◆ TASK BRIEF
Rewrite the rows below with "chopped herb garnish" changed to "sliced green onion" and every other part left as it is.

◆ EXTRACTED MATERIAL
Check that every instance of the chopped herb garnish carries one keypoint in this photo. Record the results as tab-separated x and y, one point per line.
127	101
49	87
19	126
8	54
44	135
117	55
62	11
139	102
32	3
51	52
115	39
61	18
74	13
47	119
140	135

◆ PROBLEM SOLUTION
Check that every instance of the sliced green onion carries one keypoint in this photo. Record the results as tab-separated x and y, one point per line.
127	101
49	87
19	126
8	54
44	135
117	55
62	11
139	102
32	3
51	52
115	39
61	18
74	13
47	119
140	135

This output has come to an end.